_PROBLEM TO WORK ON_
Pick out every line below that contains the string "shirt" and copy each one. Case counts.
====== DATA TO USE
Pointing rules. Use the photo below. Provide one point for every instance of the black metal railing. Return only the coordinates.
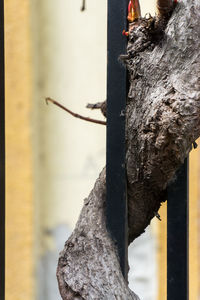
(177, 237)
(2, 155)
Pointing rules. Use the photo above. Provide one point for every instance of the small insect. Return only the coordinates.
(134, 11)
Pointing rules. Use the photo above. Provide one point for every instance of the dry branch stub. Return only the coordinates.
(162, 122)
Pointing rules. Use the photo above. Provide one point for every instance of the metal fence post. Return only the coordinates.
(116, 209)
(2, 156)
(178, 236)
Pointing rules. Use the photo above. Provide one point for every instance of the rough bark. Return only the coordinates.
(163, 121)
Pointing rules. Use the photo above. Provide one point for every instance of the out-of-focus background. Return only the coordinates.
(53, 49)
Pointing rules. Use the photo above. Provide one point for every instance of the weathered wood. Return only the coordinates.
(163, 121)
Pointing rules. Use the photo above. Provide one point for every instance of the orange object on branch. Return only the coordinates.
(134, 11)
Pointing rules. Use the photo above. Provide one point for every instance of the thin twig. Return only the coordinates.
(74, 114)
(97, 105)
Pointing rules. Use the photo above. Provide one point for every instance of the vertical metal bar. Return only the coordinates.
(178, 237)
(116, 100)
(2, 155)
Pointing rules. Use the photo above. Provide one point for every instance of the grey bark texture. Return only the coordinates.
(162, 122)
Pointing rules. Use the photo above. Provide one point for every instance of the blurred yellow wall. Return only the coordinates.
(19, 198)
(194, 276)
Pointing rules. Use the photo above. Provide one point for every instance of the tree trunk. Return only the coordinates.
(162, 122)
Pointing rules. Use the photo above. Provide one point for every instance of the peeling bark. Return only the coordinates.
(162, 116)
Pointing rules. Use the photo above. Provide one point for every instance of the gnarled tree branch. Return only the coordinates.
(162, 116)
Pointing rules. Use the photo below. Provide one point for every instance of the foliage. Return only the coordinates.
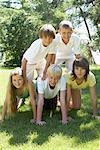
(83, 133)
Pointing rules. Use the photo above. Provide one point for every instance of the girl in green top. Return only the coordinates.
(17, 89)
(80, 78)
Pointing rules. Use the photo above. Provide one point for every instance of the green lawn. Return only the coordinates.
(17, 133)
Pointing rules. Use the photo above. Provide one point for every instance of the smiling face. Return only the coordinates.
(53, 79)
(80, 72)
(17, 81)
(46, 40)
(65, 34)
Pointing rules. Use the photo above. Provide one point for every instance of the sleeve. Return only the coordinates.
(40, 85)
(63, 84)
(52, 47)
(92, 80)
(76, 45)
(32, 51)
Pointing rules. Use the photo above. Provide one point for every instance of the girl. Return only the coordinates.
(17, 90)
(81, 78)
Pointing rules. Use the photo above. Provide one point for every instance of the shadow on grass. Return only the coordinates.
(20, 129)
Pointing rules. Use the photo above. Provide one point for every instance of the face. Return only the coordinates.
(53, 80)
(65, 34)
(17, 81)
(46, 40)
(80, 72)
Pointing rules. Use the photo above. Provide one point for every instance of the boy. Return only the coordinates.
(68, 45)
(48, 90)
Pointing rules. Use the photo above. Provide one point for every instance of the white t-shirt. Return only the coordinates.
(44, 88)
(36, 52)
(67, 51)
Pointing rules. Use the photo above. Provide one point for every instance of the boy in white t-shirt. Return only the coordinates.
(68, 45)
(48, 90)
(34, 57)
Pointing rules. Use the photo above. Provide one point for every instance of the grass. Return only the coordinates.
(83, 133)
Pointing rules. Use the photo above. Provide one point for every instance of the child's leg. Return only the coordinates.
(30, 72)
(76, 99)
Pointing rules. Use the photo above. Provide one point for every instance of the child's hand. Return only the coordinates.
(43, 77)
(96, 117)
(41, 123)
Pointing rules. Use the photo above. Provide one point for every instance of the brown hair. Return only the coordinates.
(82, 62)
(47, 30)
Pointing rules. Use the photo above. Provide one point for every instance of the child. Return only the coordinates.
(80, 78)
(48, 90)
(34, 57)
(68, 45)
(17, 90)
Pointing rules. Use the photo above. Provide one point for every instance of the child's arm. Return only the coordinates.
(24, 63)
(50, 60)
(4, 111)
(63, 106)
(93, 99)
(40, 109)
(68, 95)
(32, 99)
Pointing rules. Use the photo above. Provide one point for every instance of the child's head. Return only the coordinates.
(54, 73)
(65, 30)
(80, 68)
(47, 34)
(16, 78)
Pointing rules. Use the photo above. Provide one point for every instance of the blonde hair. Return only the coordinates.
(47, 30)
(54, 70)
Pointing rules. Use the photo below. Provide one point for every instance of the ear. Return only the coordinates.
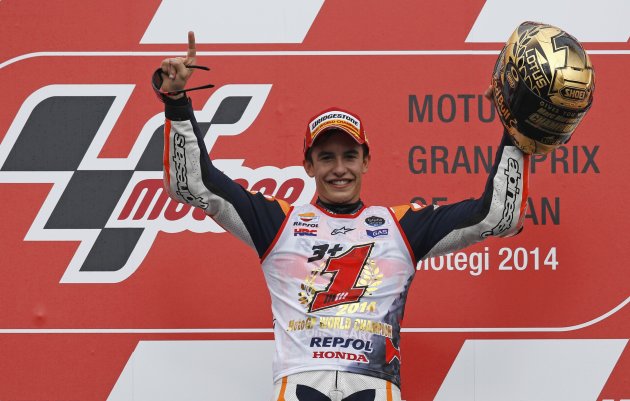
(366, 163)
(309, 168)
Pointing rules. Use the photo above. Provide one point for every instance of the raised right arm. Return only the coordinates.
(191, 178)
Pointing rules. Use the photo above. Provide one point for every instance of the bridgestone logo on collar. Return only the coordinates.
(514, 176)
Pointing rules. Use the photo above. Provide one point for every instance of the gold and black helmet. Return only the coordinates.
(543, 85)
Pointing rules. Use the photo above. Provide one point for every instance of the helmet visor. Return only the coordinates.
(537, 118)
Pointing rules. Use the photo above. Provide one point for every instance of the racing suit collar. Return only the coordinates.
(346, 208)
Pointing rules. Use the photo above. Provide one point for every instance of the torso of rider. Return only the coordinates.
(338, 270)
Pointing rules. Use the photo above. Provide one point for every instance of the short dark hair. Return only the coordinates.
(309, 156)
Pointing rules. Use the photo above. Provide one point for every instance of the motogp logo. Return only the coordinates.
(115, 207)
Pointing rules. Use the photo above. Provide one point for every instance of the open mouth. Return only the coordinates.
(339, 182)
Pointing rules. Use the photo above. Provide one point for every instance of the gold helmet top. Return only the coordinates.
(543, 83)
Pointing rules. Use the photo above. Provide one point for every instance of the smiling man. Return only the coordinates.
(338, 270)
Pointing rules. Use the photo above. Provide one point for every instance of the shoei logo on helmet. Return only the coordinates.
(574, 93)
(543, 85)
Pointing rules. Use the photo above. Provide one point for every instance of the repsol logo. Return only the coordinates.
(450, 107)
(302, 224)
(356, 344)
(348, 356)
(513, 174)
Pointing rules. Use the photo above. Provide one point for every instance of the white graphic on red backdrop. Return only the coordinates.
(143, 204)
(582, 18)
(235, 21)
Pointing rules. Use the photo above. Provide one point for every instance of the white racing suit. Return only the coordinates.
(338, 281)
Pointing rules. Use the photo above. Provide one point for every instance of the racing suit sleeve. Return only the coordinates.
(437, 230)
(190, 177)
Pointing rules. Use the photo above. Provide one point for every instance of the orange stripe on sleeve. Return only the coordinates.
(525, 184)
(283, 389)
(399, 211)
(284, 205)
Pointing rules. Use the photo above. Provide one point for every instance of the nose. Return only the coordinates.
(339, 168)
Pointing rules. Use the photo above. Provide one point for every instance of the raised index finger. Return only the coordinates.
(192, 51)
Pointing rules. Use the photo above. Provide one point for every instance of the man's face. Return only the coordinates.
(338, 164)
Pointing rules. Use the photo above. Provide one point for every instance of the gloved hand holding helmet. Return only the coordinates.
(542, 86)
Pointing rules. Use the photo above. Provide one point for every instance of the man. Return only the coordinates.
(338, 271)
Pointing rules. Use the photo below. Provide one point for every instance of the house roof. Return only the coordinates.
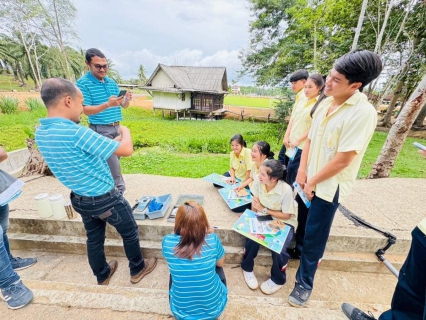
(185, 78)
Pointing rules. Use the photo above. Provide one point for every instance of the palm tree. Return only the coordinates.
(141, 74)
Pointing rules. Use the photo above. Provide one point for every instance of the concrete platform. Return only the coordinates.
(64, 288)
(393, 205)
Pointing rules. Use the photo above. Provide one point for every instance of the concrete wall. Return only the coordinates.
(15, 161)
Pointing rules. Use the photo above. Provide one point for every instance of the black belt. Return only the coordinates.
(109, 194)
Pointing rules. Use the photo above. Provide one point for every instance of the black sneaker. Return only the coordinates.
(355, 314)
(22, 263)
(299, 296)
(16, 295)
(294, 253)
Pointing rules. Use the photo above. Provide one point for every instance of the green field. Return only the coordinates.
(8, 84)
(244, 101)
(197, 148)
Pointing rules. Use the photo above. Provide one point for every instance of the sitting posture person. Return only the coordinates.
(240, 161)
(271, 195)
(260, 152)
(17, 263)
(195, 258)
(78, 157)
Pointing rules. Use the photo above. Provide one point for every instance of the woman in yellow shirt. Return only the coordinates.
(260, 152)
(240, 159)
(271, 196)
(300, 123)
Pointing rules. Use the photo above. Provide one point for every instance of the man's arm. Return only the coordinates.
(3, 154)
(125, 148)
(334, 167)
(112, 101)
(301, 172)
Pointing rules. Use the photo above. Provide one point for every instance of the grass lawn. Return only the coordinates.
(198, 148)
(235, 100)
(8, 84)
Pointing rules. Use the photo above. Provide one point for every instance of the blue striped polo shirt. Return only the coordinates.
(76, 155)
(196, 292)
(96, 92)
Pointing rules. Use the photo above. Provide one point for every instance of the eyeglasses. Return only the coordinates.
(99, 67)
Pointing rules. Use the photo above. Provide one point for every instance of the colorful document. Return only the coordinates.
(232, 199)
(270, 234)
(221, 180)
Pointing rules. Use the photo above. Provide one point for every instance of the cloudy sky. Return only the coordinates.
(172, 32)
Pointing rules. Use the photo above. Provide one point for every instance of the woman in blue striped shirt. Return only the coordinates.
(195, 258)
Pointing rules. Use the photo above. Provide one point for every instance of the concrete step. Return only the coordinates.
(154, 230)
(64, 283)
(339, 261)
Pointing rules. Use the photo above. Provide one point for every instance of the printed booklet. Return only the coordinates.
(270, 234)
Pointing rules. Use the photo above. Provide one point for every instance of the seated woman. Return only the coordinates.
(260, 152)
(195, 258)
(272, 196)
(240, 160)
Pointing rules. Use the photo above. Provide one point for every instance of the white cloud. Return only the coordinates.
(172, 32)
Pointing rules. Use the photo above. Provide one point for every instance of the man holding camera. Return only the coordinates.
(102, 104)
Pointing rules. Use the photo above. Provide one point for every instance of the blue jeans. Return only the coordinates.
(279, 261)
(317, 230)
(96, 212)
(4, 223)
(7, 275)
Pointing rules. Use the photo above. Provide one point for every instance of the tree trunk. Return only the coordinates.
(388, 116)
(420, 118)
(36, 163)
(382, 30)
(360, 22)
(398, 133)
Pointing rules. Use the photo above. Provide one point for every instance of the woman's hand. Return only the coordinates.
(301, 178)
(257, 205)
(286, 142)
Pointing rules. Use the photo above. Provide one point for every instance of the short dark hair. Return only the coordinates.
(265, 149)
(274, 169)
(359, 66)
(54, 89)
(92, 52)
(300, 74)
(239, 138)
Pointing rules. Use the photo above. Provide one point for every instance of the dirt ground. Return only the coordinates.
(140, 100)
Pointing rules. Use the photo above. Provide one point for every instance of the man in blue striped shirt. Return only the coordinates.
(78, 157)
(102, 106)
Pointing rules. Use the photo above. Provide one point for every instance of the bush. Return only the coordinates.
(34, 104)
(8, 105)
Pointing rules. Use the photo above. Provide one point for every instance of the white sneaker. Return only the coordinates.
(251, 280)
(269, 287)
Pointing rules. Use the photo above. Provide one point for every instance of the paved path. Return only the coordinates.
(395, 205)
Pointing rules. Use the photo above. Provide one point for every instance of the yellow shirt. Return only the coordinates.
(242, 163)
(302, 120)
(279, 199)
(422, 226)
(253, 173)
(348, 128)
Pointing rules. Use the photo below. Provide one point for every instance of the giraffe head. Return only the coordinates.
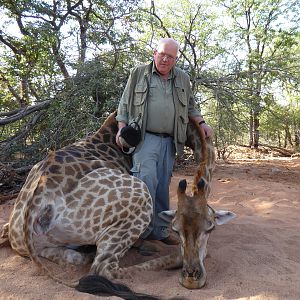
(194, 219)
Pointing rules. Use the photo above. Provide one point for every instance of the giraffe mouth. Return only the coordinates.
(196, 280)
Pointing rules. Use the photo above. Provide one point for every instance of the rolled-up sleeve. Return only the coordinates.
(122, 112)
(192, 110)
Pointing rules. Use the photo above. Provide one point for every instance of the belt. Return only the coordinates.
(164, 135)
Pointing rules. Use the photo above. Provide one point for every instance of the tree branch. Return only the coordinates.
(21, 113)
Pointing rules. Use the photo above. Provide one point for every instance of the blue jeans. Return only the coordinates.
(153, 163)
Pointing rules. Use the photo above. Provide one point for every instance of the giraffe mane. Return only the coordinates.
(204, 156)
(109, 121)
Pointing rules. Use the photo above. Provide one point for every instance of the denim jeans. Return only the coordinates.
(153, 163)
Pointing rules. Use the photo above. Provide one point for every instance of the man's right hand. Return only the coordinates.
(120, 126)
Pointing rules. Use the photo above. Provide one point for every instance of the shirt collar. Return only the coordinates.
(154, 70)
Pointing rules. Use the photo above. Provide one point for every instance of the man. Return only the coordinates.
(159, 96)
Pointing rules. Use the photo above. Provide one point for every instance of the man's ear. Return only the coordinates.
(223, 216)
(167, 215)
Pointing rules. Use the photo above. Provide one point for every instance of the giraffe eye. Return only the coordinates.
(210, 228)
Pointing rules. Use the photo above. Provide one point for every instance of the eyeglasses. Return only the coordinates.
(166, 56)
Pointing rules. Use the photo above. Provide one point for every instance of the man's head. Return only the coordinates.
(165, 55)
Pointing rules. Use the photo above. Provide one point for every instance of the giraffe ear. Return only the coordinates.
(223, 216)
(167, 215)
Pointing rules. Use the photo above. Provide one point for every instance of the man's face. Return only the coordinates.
(165, 58)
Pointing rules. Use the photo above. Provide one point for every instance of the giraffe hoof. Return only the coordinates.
(146, 248)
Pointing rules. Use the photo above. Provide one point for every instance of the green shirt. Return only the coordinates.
(160, 108)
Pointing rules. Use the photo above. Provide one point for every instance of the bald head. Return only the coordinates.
(165, 56)
(169, 42)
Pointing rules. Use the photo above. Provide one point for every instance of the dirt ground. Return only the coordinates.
(255, 256)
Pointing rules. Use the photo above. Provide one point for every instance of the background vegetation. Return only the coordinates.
(64, 64)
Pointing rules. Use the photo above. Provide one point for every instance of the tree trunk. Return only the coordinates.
(251, 142)
(256, 130)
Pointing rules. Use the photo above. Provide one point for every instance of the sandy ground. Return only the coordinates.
(255, 256)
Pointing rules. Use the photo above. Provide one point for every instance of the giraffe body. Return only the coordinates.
(83, 194)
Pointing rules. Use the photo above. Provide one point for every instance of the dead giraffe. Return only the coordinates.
(194, 219)
(81, 195)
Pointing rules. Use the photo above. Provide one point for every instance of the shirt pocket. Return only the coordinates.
(182, 126)
(140, 94)
(182, 96)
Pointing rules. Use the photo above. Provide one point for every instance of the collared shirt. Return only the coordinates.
(160, 109)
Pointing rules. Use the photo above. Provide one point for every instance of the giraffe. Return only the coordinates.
(194, 219)
(83, 194)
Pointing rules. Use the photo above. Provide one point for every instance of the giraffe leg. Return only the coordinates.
(111, 247)
(62, 255)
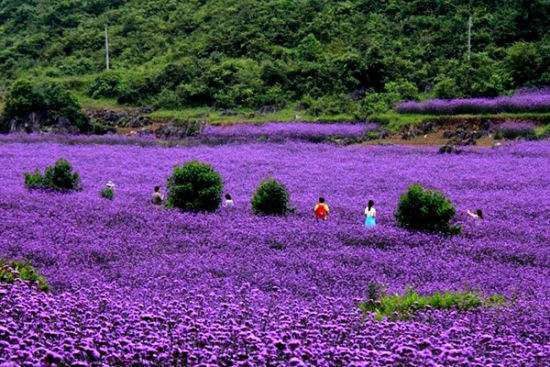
============
_EXPECTED ANSWER_
Pointing rules. Use the photo above. Provide one point for every instance of the white t-shirt. Return only the coordinates.
Pointing rules. Use the photo above. Provide one point for every instance of the boy in white t-shirt. Return only the coordinates.
Pointing rules. Use the photo above. Provide one point for every instance of the woman in yellow shirt. Return only the coordinates.
Pointing rules. Use the photo above. Provide one point for every instance of the blue striped polo shirt. Return only the coordinates.
Pointing rules. Use the photo above. Provide one point for every instance of the woman in blue striped shirt. Return only the coordinates.
Pointing rules. Use the photo above. Provide one point for every instance of the man in blue striped shirt. Return only the coordinates.
Pointing rules. Use the photo above. Provide one point for every instance of the yellow shirt. Return only the coordinates.
Pointing rules. Use the photo above. Provide one point for every instance of the shirt collar. Return only the coordinates.
Pointing rules. Use the photo above. Provide one point for every instance of the green shirt. Return only the coordinates.
Pointing rules. Use the photo above. Provide one point for every instance of the shirt pocket. Return only the coordinates.
Pointing rules. Use the photo above. Provide one point for every instance of the collared shirt. Return only the coordinates.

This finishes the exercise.